=== Task requirements ===
Translate this sentence from the analysis engines manual below into Spanish: "Before any math is run, data is scrubbed using fuzzy matching to handle header typos."

=== Provided text ===
________
Analysis Engines & Computational Logic

This manual provides the definitive technical standard for the computational logic and algorithms behind PlugZero Analytics. It details how we process raw data into actionable intelligence.

🏗️ 1. Architectural Pipeline

PlugZero operates a high-performance Python analytics pipeline. When an analysis is requested, the system follows a strict execution sequence.

Step 1: Data Ingestion & Unification

The backend function get_data_for_project (in plugzero_api/analysis/processors.py) orchestrates the loading of data.


# Location: plugzero_api/analysis/processors.py
def get_data_for_project(project_id, file_id=None):
    # If file_id is provided, only that specific file is loaded.
    # Otherwise, it merges all project's raw data files into a single DataFrame.

Step 2: Sanitization & JSON Compliance

Before any math is run, data is scrubbed using fuzzy matching to handle header typos. Numerical data is passed through a safe_float filter to prevent frontend rendering crashes due to NaN or Inf values.

📊 2. Statistical & Dimensional Engines

These deterministic engines rely on the Pandas library for high-speed calculation.

A. Basic Stats (`calculate_basic_stats`)

Analyzes a variable to determine its type and computes relevant metrics.

Numeric: Mean, Median, Mode, Count, and Standard Deviation.
Categorical: Frequency Count and Mode.

B. Segment Aggregation (`calculate_aggregation`)

Executes a groupby operation on a categorical dimension. Supports sum, mean, max, and min. Results are automatically sorted descending for optimal visualization.

C. Cross-Tabulation (`calculate_cross_tab`)

Calculates the mathematical frequency intersection of two categorical variables using pd.crosstab. Optimized for Heatmap rendering.
________
=== Supplied entries ===
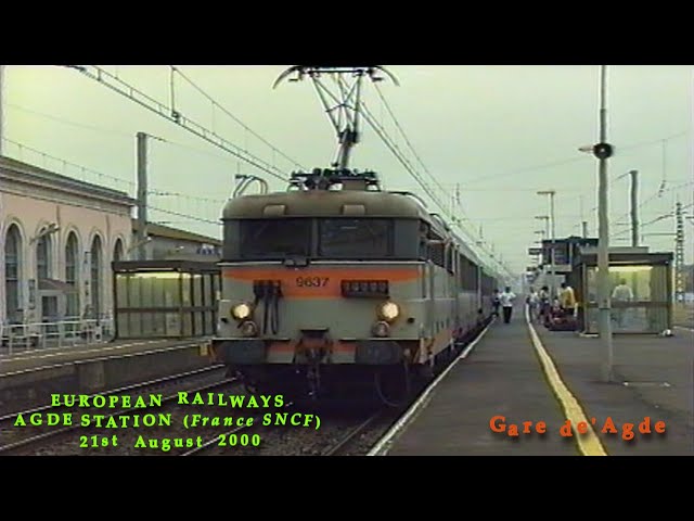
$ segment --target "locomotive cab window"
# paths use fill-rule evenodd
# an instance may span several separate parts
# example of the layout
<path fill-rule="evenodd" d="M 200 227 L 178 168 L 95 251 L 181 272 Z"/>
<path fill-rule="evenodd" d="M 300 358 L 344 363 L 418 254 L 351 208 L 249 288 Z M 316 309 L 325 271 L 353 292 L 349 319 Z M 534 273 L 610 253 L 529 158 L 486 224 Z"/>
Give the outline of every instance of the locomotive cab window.
<path fill-rule="evenodd" d="M 247 219 L 240 221 L 242 258 L 284 259 L 310 255 L 310 219 Z"/>
<path fill-rule="evenodd" d="M 380 258 L 393 256 L 393 220 L 322 219 L 318 254 L 325 258 Z"/>

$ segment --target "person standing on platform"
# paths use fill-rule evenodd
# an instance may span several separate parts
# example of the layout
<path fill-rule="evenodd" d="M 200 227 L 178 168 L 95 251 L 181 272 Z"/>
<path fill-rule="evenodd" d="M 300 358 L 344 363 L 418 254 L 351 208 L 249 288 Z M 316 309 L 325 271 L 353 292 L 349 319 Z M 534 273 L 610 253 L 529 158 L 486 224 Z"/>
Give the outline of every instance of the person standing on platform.
<path fill-rule="evenodd" d="M 564 312 L 564 316 L 573 317 L 576 309 L 576 295 L 574 294 L 574 288 L 566 282 L 562 282 L 562 290 L 560 292 L 560 307 Z"/>
<path fill-rule="evenodd" d="M 494 290 L 494 294 L 491 295 L 491 308 L 493 309 L 494 317 L 499 316 L 499 306 L 501 305 L 499 290 Z"/>
<path fill-rule="evenodd" d="M 535 288 L 530 288 L 530 292 L 525 300 L 528 305 L 528 316 L 530 317 L 530 321 L 539 320 L 540 317 L 540 295 L 535 291 Z"/>
<path fill-rule="evenodd" d="M 633 291 L 631 291 L 631 288 L 627 285 L 627 279 L 619 279 L 619 284 L 612 292 L 612 300 L 614 302 L 624 303 L 621 306 L 615 306 L 616 308 L 613 312 L 617 326 L 621 328 L 625 326 L 627 303 L 633 301 Z"/>
<path fill-rule="evenodd" d="M 511 315 L 513 313 L 513 301 L 515 301 L 516 295 L 511 291 L 511 287 L 506 285 L 503 290 L 503 293 L 499 295 L 499 300 L 501 301 L 501 308 L 503 310 L 503 323 L 509 323 L 511 321 Z"/>

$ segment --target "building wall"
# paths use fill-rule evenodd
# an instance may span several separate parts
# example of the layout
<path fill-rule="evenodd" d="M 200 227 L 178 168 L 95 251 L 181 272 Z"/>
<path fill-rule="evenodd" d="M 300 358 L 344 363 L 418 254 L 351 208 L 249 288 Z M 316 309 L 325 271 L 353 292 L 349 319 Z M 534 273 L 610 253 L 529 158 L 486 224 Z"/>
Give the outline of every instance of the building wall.
<path fill-rule="evenodd" d="M 29 180 L 28 177 L 5 176 L 0 178 L 0 320 L 8 321 L 5 288 L 5 241 L 10 228 L 15 225 L 21 236 L 20 249 L 20 307 L 23 316 L 12 317 L 27 322 L 41 320 L 41 292 L 37 274 L 37 236 L 51 224 L 57 231 L 47 236 L 49 243 L 49 278 L 65 281 L 66 245 L 70 232 L 77 237 L 77 288 L 78 309 L 85 314 L 91 303 L 91 255 L 94 237 L 102 243 L 101 257 L 101 309 L 110 314 L 113 309 L 111 291 L 111 262 L 117 241 L 121 241 L 123 252 L 127 252 L 131 241 L 131 204 L 117 198 L 108 201 L 103 194 L 90 196 L 88 190 L 79 193 L 72 187 L 62 190 L 59 179 L 52 181 Z M 46 175 L 46 174 L 44 174 Z M 16 176 L 16 178 L 13 178 Z M 34 241 L 33 241 L 34 239 Z M 30 296 L 34 296 L 30 302 Z"/>

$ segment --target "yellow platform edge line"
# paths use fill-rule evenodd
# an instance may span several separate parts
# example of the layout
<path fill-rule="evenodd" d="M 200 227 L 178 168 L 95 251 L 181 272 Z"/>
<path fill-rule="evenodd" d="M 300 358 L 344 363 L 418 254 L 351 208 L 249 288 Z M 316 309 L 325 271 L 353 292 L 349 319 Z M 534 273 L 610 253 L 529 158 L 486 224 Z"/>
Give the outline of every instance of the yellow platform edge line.
<path fill-rule="evenodd" d="M 552 387 L 554 395 L 560 401 L 560 404 L 566 414 L 566 419 L 571 421 L 571 429 L 575 429 L 575 427 L 581 421 L 586 422 L 588 425 L 588 432 L 584 434 L 579 434 L 574 431 L 574 437 L 578 443 L 578 449 L 583 456 L 607 456 L 605 447 L 600 442 L 600 439 L 597 437 L 597 434 L 595 434 L 590 421 L 588 421 L 578 399 L 571 394 L 562 380 L 552 357 L 544 348 L 544 345 L 542 345 L 540 336 L 532 327 L 532 322 L 530 322 L 527 307 L 525 312 L 525 320 L 528 325 L 528 330 L 530 331 L 530 339 L 532 340 L 535 351 L 542 363 L 542 370 L 547 376 L 548 382 L 550 382 L 550 386 Z"/>

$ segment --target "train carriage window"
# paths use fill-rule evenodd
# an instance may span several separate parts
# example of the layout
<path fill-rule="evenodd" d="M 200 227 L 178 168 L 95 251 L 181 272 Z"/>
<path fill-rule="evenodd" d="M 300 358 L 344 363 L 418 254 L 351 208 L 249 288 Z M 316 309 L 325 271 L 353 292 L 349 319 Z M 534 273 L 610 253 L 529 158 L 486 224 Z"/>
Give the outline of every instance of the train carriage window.
<path fill-rule="evenodd" d="M 241 258 L 280 259 L 310 256 L 310 219 L 241 220 Z"/>
<path fill-rule="evenodd" d="M 318 254 L 329 258 L 391 257 L 393 220 L 322 219 Z"/>
<path fill-rule="evenodd" d="M 446 246 L 446 269 L 452 274 L 453 272 L 453 245 L 448 244 Z"/>

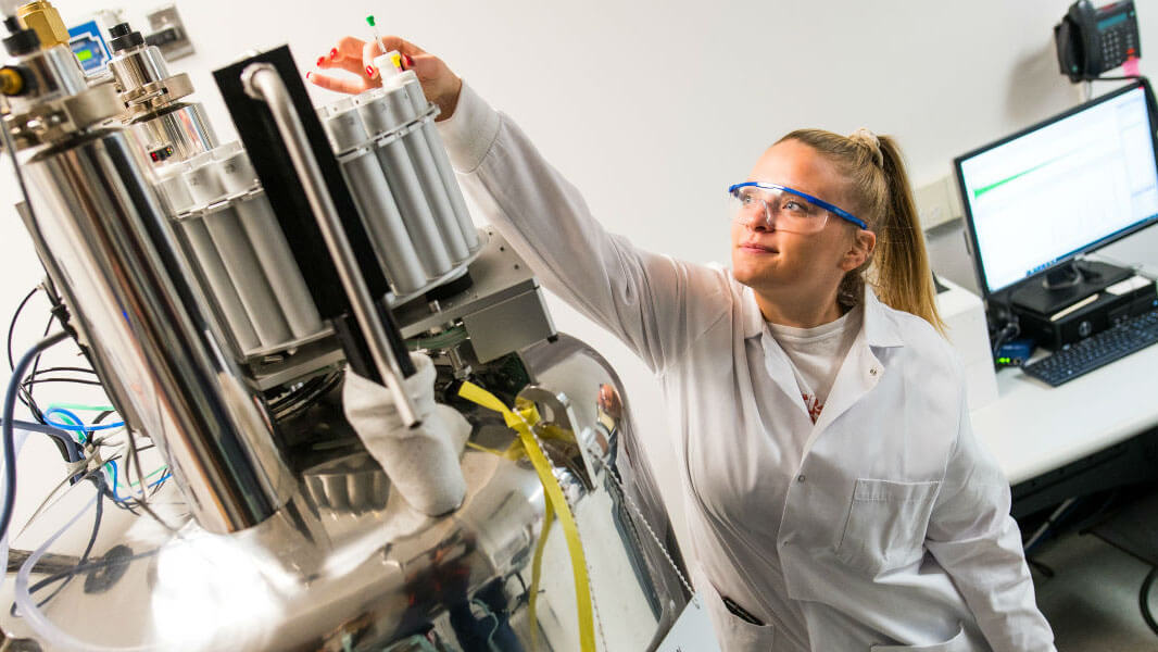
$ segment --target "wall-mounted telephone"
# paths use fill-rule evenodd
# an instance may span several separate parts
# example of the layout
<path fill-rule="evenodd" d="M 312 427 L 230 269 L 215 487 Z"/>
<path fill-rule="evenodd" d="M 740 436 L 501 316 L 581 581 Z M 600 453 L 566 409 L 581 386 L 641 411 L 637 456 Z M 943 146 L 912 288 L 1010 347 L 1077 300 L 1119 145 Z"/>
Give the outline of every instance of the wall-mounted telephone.
<path fill-rule="evenodd" d="M 1072 82 L 1097 79 L 1130 57 L 1141 58 L 1134 0 L 1100 8 L 1094 8 L 1090 0 L 1078 0 L 1054 27 L 1054 42 L 1057 65 Z"/>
________
=== Exercise solution ===
Antes de ejecutar cualquier cálculo, los datos se depuran mediante coincidencia difusa para gestionar los errores tipográficos en los encabezados.